Work required
Reproduce the material word for word from its first line up to and including the line that contains "For your reference, a".

Records for the task

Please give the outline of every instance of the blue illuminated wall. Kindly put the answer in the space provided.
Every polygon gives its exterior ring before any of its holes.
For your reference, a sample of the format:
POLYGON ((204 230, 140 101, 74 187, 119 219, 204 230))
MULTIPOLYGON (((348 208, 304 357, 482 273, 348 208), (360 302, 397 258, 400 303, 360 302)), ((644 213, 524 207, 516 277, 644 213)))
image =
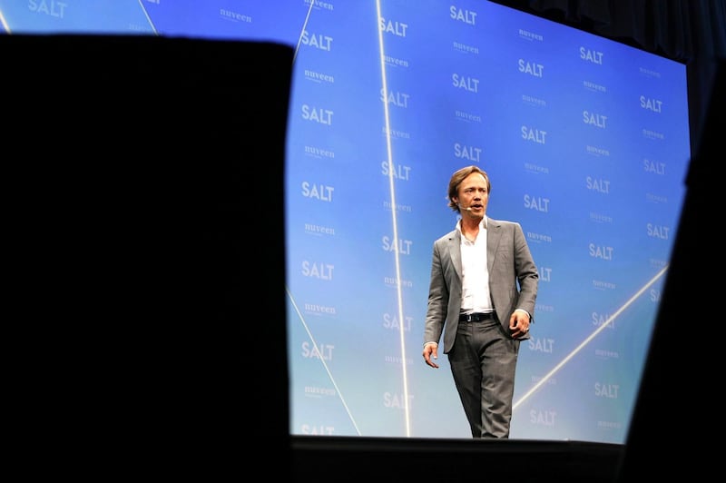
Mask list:
POLYGON ((291 434, 470 438, 421 349, 448 179, 476 164, 540 271, 512 438, 624 442, 685 193, 683 64, 481 0, 0 0, 0 20, 297 47, 291 434))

Result of the task
Please give the outline of every instance of the blue illuminated wall. Kindly put the answer in the space provided.
Every polygon gives its exterior ring before any of its holes.
For your reference, a sample of the format:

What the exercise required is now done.